A new law obliging retailers in Scotland to charge customers for single-use carrier bags came into effect today (October 20).
Intended to tackle the “throwaway culture” in Scotland, the law, passed by the Scottish Parliament in May, requires all retailers to charge customers a minimum of 5p per single-use plastic or paper bag given to customers.
Retailers employing 10 or more staff are required to monitor and record all information relating to the number of carrier bags they give out and charge for and the total amount raised by these charges. They could face punitive action by local authorities for failing to do so.
There are no rules on how they must spend the revenue raised by the charge, but shop owners are being encouraged to support sustainable initiatives and sign up to the ‘Carrier Bag Commitment’, which outlines a number of environmental causes they can donate to.

Data segment
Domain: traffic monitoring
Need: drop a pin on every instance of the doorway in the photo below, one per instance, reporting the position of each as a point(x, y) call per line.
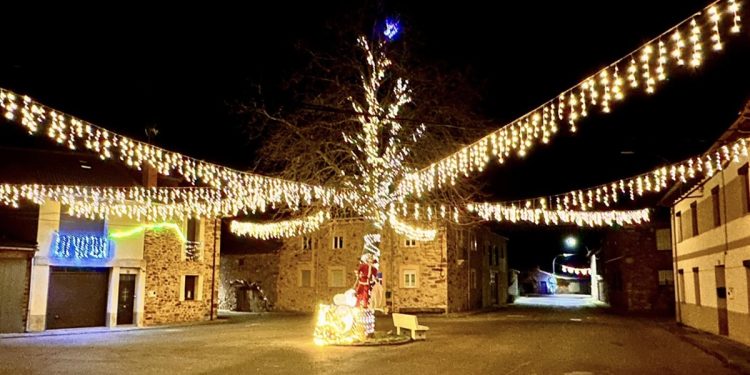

Required action A
In the article on Scotland's carrier bag charge, what is the smallest amount retailers must charge for each single-use bag?
Required action B
Carry on the article on Scotland's carrier bag charge, starting after its last sentence.

Exercise response A
5p per single-use plastic or paper bag.

Exercise response B
Scottish consumers are estimated to use some 800 million plastic carrier bags per year, with supermarkets across the UK estimated to give out some 8 billion bags.
Scottish environment secretary Richard Lochhead said: “Our carrier bag addiction is symptomatic of our throwaway culture and has serious implications for the environment. Huge numbers of these bags end up as litter, blighting our communities and clogging up our seas and natural habitats, affecting many sorts of wildlife and marine species in particular.”
A charge for carrier bags was first introduced in Wales in 2011, followed by Northern Ireland where the local law came into effect last year. A charge is due to begin in England in a year’s time.